**EXTRAIT DU TEXTE**
>>>

En juillet 1750, Voltaire répond à l'invitation de son correspondant, le roi Frédéric de Prusse. Il se rend à Berlin. En février 1751, il fait porter à l'éditeur parisien Michel Lambert divers manuscrits, dont Micromégas. Le conte est imprimé. Prévenu de ce qu'il y est tourné en dérision, Fontenelle porte plainte. Voltaire renonce à la publication[24]. Micromégas ne figure donc pas dans les onze volumes des Œuvres de Voltaire que Lambert publie en avril et [25].
Grangé, un autre libraire parisien, se procure le manuscrit (sans doute l'achète-t-il à Lambert), et tire une édition subreptice. Fontenelle intervient à nouveau, et les livres sont détruits. Un exemplaire épargné prend le chemin de l'Allemagne[24].
Micromégas ne paraît qu'en 1752, en trois éditions.
Une première est revêtue de la mention « Londres, 1752 ». Elle comporte, en plus de Micromégas, une Histoire des croisades (un fragment de l'Essai sur les mœurs et l'esprit des nations qui sera publié quatre ans plus tard).
Une deuxième porte l'indication de lieu « À Londres », mais pas de date.
Une troisième porte l'indication « À Londres, 1752 »[26].
En 1950, Ira Owen Wade établit une édition critique[27] à partir de ces trois éditions.
En 1966, Martin Fontius(de) apporte des vues nouvelles sur ces trois éditions[28]. Selon lui, elles n'auraient pas été publiées à Londres, mais en Allemagne, presque en même temps, en . René Pomeau, en 1994, le suit dans cette idée[26].
L'édition qui comporte l'Histoire des croisades, édition que selon Pomeau « il faut considérer comme l'originale[26] », serait due à Mevius et Dieterich, de Gotha. Ils l'auraient établie à partir de l'exemplaire Grangé sauvé de la destruction[24].
Les deux autres éditions auraient été confiées par Voltaire (peut-être sous forme de manuscrit) à son éditeur habituel, Georg Conrad Walther[29], à Dresde[26].
D'autres commentateurs ne prennent pas en compte cette thèse de Fontius agréée par Pomeau. Ainsi, en 2000, Jean Goulemot affirme que l'édition sans date de Londres « est l'édition originale selon les spécialistes », ajoutant que la critique l'« admet unanimement »[30]. La Bibliothèque nationale de France estime pour sa part que cette édition sans date est l'« édition princeps probablement faite à Paris par M[ichel] Lambert »[31].

<<<

**CONSIGNE ÉCRITE A**
Dans les enregistrements, de la ligne contenant « Could you point out the staircase » jusqu'à la dernière ligne des enregistrements incluse, substituez « with one point for each instance » à « placing one point per instance » et ne redonnez que ces lignes, sans rien changer d'autre.

[Enregistrements issus d'une collecte de données]

>>>

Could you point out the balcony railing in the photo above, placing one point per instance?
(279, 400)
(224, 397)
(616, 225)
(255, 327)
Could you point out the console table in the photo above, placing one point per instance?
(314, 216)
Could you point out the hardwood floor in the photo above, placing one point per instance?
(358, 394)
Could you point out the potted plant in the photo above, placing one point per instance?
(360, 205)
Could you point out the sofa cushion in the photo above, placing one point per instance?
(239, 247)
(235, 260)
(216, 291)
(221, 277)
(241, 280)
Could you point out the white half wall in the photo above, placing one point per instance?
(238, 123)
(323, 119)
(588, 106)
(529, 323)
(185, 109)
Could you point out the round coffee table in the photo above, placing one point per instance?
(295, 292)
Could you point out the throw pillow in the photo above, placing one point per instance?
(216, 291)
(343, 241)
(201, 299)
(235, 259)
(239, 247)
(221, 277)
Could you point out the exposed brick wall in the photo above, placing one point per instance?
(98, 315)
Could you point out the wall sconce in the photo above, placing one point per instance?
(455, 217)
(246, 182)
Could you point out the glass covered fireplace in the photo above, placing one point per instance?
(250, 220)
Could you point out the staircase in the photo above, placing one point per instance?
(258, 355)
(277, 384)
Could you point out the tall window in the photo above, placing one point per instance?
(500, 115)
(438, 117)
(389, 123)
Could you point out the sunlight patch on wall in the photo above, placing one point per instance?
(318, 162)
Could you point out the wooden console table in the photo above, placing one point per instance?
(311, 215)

<<<

**CONSIGNE ÉCRITE B**
D'après l'extrait sur Micromégas, qui porte plainte après avoir appris qu'il est tourné en dérision dans le conte ?

**RÉPONSE COMPLÈTE A**
Could you point out the staircase in the photo above, with one point for each instance?
(258, 355)
(277, 384)
Could you point out the tall window in the photo above, with one point for each instance?
(500, 115)
(438, 117)
(389, 123)
Could you point out the sunlight patch on wall in the photo above, with one point for each instance?
(318, 162)
Could you point out the wooden console table in the photo above, with one point for each instance?
(311, 215)

**RÉPONSE COMPLÈTE B**
Fontenelle.